_Short problem A_: From the energy market commentary below, reproduce the stretch from "Distillates and jet" through "into next week." word for word.
_Short problem B_: Using the energy market commentary below, answer yes or no to whether each statement agrees with it, and quote the words that decide each one: (i) July Brent settled at $109.20/bbl. (ii) European ULSD CIF cargoes fell $58.75/mt. (iii) SAF FOB NWE traded above $3,040/mt.

── Passage shown ──

Diesel Market Flashing Red While Soybean Oil Stocks Finally Begin Drawing
- Henri Bardon
- 4 minutes ago
- 4 min read
Energy markets closed the week with increasing concern that the Middle East conflict is entering another phase rather than approaching resolution. Crude rallied sharply again with July Brent settling at $109.20/bbl and June WTI at $105.24/bbl. More importantly, the structure continues to tighten aggressively with WTI Jun/Dec widening to +$21.88/bbl and Brent Jun/Sep at +$8.84. ICE gasoil settled at $1,162.50/mt while Jun/Dec backwardation widened further to +$262.75/mt. Those are levels normally associated with acute prompt supply stress rather than a simple geopolitical headline premium.
Distillates and jet fuel again led the complex higher. European ULSD CIF cargoes jumped another $58.75/mt to $1,226.75/mt while Mediterranean cargoes traded near $1,241/mt. Singapore jet fuel rose back above $155/bbl while Fujairah jet reached $156.10/bbl. NWE jet cargoes surged more than $60/mt on the day toward $1,343/mt. SAF FOB NWE meanwhile traded above $3,040/mt. The market continues signaling that middle distillates remain the most vulnerable part of the barrel if Hormuz disruptions persist into next week.

───
── Source data ──

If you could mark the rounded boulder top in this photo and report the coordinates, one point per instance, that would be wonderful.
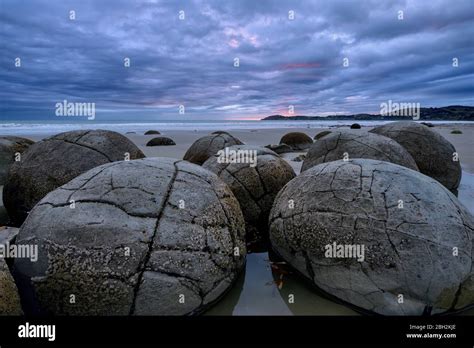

───

_Worked solution A_:
Distillates and jet fuel again led the complex higher. European ULSD CIF cargoes jumped another $58.75/mt to $1,226.75/mt while Mediterranean cargoes traded near $1,241/mt. Singapore jet fuel rose back above $155/bbl while Fujairah jet reached $156.10/bbl. NWE jet cargoes surged more than $60/mt on the day toward $1,343/mt. SAF FOB NWE meanwhile traded above $3,040/mt. The market continues signaling that middle distillates remain the most vulnerable part of the barrel if Hormuz disruptions persist into next week.

_Worked solution B_:
(i) Yes: "July Brent settling at $109.20/bbl"
(ii) No: "European ULSD CIF cargoes jumped another $58.75/mt to $1,226.75/mt"
(iii) Yes: "SAF FOB NWE meanwhile traded above $3,040/mt"